→ **The request**
Answer from the bug report below:
1. Which version is given for the Connector / ODBC category?
2. What value is shown for collation_server in the reporter's output?
3. What number does the code assign to Session.CodePage?

→ **Supplied text**
Bug #69021 Results with character set utf8mb4 do not convert correctly in classic ASP
Submitted: 21 Apr 2013 11:06 Modified: 1 May 2013 9:56
Reporter: S Peschier Email Updates:
Status: Verified Impact on me:
None 
Category:Connector / ODBC Severity:S3 (Non-critical)
Version:5.2.4 OS:Windows (7)
Assigned to: Bogdan Degtyariov CPU Architecture:Any
Tags: ASP, utf8mb4

[21 Apr 2013 11:06] S Peschier
Description:
For a project which uses supplementary characters (that lie outside the Basic Multilingual Plane (BMP)), I am trying to use utf8mb4 with classic ASP. But the supplementary characters (and non-supplementary characters too) are displayed as latin-1 characters *even though* other ways of displaying characters in the same page work just fine.

This is the output on my machine:

Variable_name			Value
character_set_client		utf8mb4
character_set_connection	utf8mb4
character_set_database		utf8mb4
character_set_filesystem	binary
character_set_results		utf8mb4
character_set_server		utf8mb4
character_set_system		utf8
collation_connection		utf8mb4_general_ci
collation_database		utf8mb4_unicode_ci
collation_server		utf8mb4_bin
version				5.5.28
version_comment			MySQL Community Server (GPL)
version_compile_machine		x86
version_compile_os		Win64

Hex		utf8Char	converted
C3A9		é		é
E5A4A7		大		大
F0A29C90	𢜐		𢜐

<hr />

How to repeat:
This code shows the problem.

Note that in the second part (below the <hr />) there is code which uses both UTF-16 and UTF-8 to show a supplementary character, which is displayed just fine.

 	<%
	Response.Charset = "utf-8" 
	Session.CodePage = 65001 ' 65001 = Unicode (UTF-8)

	' ODBC driver: version 5.2.4
	mySqlConnectStr = _
			"Provider=MSDASQL;" &_
			"Driver={MySQL ODBC 5.2w Driver};" &_
			"Server=localhost;" &_
			"Database=....;" &_
			"User=....;" &_
			"Password=....;" &_
			"Option=3;" &_
			"CharSet=utf8mb4"
	' CharSet: The character set to use for the connection
	%>

<!doctype html>
<html>

<head>
	<meta charset="utf-8">
	<style>
	html { font-family: arial; font-size: 13px; }
	table { margin-bottom:10px; }
	.zh { font-size:21px; }
	</style>
</head>

<body>
 	<%
	Set dbC = CreateObject("ADODB.Connection")
	dbC.Open mySqlConnectStr

' ### Setting characters sets:
' character_set_results: The character set used for returning query results such as result sets or error messages to the client.
	dbC.Execute("SET character_set_results = utf8mb4;")

→ **Record extracts**

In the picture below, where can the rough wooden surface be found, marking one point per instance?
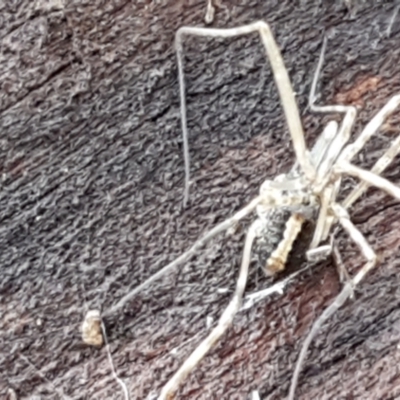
(91, 198)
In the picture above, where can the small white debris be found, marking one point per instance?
(91, 328)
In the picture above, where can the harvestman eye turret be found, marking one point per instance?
(309, 190)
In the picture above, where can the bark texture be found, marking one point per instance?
(91, 197)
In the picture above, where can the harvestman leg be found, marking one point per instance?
(223, 226)
(354, 148)
(224, 322)
(341, 214)
(332, 150)
(343, 217)
(281, 78)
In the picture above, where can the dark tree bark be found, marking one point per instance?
(91, 198)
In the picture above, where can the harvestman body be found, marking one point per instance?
(308, 191)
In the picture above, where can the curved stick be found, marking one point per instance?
(224, 322)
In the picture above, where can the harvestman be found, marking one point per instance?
(310, 188)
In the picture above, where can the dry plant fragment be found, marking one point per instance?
(91, 328)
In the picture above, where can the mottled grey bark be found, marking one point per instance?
(91, 197)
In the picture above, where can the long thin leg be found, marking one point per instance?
(343, 135)
(371, 128)
(281, 78)
(382, 163)
(185, 256)
(224, 322)
(343, 217)
(277, 260)
(372, 179)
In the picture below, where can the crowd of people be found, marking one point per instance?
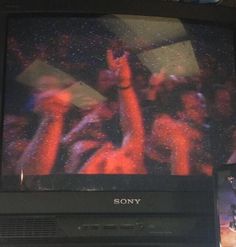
(151, 123)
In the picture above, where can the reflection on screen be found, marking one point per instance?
(227, 205)
(117, 95)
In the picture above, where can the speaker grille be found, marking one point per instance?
(27, 227)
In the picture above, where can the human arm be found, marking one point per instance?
(40, 155)
(130, 113)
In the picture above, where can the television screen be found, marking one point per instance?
(226, 185)
(122, 95)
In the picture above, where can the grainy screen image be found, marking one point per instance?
(114, 94)
(227, 205)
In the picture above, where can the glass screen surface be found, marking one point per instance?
(117, 95)
(227, 204)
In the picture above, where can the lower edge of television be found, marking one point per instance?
(108, 230)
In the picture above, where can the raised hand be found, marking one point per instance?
(53, 103)
(120, 66)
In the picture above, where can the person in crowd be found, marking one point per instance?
(177, 143)
(40, 155)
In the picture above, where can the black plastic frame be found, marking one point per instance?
(163, 199)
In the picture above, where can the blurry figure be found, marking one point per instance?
(89, 133)
(14, 142)
(177, 143)
(128, 158)
(40, 155)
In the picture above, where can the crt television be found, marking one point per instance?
(113, 117)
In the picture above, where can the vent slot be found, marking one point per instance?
(27, 227)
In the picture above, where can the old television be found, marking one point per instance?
(112, 120)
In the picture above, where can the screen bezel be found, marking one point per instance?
(102, 202)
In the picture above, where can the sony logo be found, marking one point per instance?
(126, 201)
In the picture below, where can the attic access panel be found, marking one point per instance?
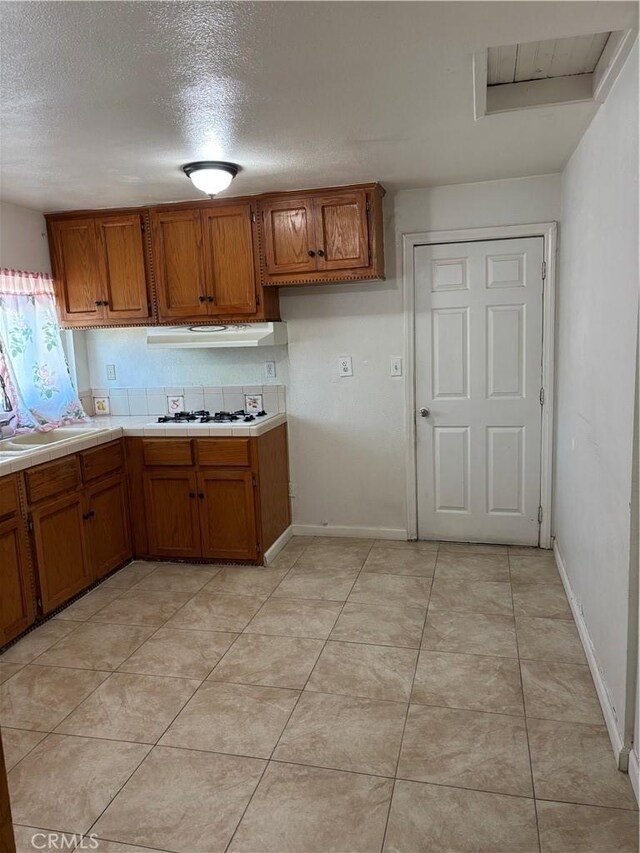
(546, 73)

→ **Solution**
1. 5.2.4
2. utf8mb4_bin
3. 65001